*Your objective:*
Change each "play diagram" in the lines below to "match report" and write the lines out again with nothing else altered.

*Source material:*

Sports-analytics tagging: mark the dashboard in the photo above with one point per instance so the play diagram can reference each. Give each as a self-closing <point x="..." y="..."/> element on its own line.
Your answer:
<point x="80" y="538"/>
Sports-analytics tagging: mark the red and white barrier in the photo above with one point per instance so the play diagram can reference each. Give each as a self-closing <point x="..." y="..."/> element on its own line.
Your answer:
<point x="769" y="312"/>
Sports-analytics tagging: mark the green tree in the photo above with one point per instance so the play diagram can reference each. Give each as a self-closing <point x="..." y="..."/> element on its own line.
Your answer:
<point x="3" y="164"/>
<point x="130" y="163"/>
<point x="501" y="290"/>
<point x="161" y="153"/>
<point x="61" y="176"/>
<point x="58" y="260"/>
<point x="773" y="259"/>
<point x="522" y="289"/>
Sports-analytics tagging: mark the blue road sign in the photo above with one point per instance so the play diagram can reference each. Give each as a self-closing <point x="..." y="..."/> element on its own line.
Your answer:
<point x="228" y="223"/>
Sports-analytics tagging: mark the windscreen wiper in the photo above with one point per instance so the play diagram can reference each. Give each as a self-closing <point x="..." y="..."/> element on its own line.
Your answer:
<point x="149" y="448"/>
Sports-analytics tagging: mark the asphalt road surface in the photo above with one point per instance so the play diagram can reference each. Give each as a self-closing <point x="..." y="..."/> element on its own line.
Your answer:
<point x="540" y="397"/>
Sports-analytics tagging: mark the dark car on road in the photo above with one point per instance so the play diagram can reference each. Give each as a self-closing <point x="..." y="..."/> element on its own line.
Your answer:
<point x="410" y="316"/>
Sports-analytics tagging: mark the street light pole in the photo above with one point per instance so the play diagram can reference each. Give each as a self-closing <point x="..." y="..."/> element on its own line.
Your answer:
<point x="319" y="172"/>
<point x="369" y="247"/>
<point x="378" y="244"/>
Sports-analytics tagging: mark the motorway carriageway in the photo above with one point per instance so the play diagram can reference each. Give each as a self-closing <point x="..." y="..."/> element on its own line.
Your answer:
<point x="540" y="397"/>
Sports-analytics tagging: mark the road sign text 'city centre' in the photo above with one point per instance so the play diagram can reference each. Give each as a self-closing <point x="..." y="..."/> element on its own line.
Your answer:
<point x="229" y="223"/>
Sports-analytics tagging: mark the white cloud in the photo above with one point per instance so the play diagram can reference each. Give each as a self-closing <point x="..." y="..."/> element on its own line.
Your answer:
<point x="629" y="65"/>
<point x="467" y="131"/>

*Result of this task:*
Sports-analytics tagging: mark the dashboard in the photo above with one point per instance so the match report can reference each. Give each as a self-closing <point x="..." y="..."/> element on its own line.
Your answer:
<point x="80" y="538"/>
Sports-analytics tagging: mark the red and white barrier in the photo above with one point per instance so the match report can reference each. Give each as a self-closing <point x="..." y="..."/> element on its own line.
Your answer:
<point x="769" y="312"/>
Sports-analytics tagging: mark the green tree in the photo above with one point per instance so the match report can reference each. Give each as a self-closing <point x="..." y="..."/> element on its own line.
Your answer:
<point x="3" y="164"/>
<point x="130" y="163"/>
<point x="501" y="290"/>
<point x="161" y="153"/>
<point x="61" y="176"/>
<point x="58" y="260"/>
<point x="773" y="259"/>
<point x="522" y="289"/>
Sports-analytics tagging: mark the blue road sign in the photo above with one point per instance so the match report can reference each. Give each as a self-closing <point x="..." y="..."/> element on its own line.
Your answer:
<point x="228" y="223"/>
Sports-analytics tagging: mark the windscreen wiper in the photo above with one point per instance so the match report can reference each. Give each as a self-closing <point x="..." y="..."/> element on its own line.
Your answer:
<point x="149" y="448"/>
Sports-analytics tagging: mark the asphalt road surface in the photo above with one point per instance so the match report can reference each. Give each as a self-closing <point x="..." y="..."/> element on its own line.
Your answer:
<point x="540" y="397"/>
Sports-analytics tagging: mark the dark car on road in the photo above with one point per instance so the match report can reference each. Give each as a self-closing <point x="..." y="..."/> element on its own line.
Your answer:
<point x="410" y="316"/>
Sports-analytics tagging: mark the street light pole in the photo above with one point per instance so the match report can reference each. Give each as a self-closing <point x="..." y="..."/> element on its own line.
Your answer:
<point x="319" y="172"/>
<point x="369" y="247"/>
<point x="378" y="244"/>
Sports-analytics tagging: mark the motorway carriageway in the photo above with one point per instance so the match report can reference each. Give each as a self-closing <point x="..." y="..."/> element on its own line.
Your answer:
<point x="540" y="397"/>
Sports-analytics tagging: mark the road sign text 'city centre' in the photo above with one point per instance so the match report can reference each. Give each as a self-closing <point x="..." y="..."/> element on its own line.
Your answer:
<point x="229" y="223"/>
Sports-analytics tagging: mark the white cloud in the photo above with one point per instance so the match report can reference each. Give each as a self-closing <point x="..." y="..."/> element on its own line.
Your answer:
<point x="629" y="65"/>
<point x="467" y="131"/>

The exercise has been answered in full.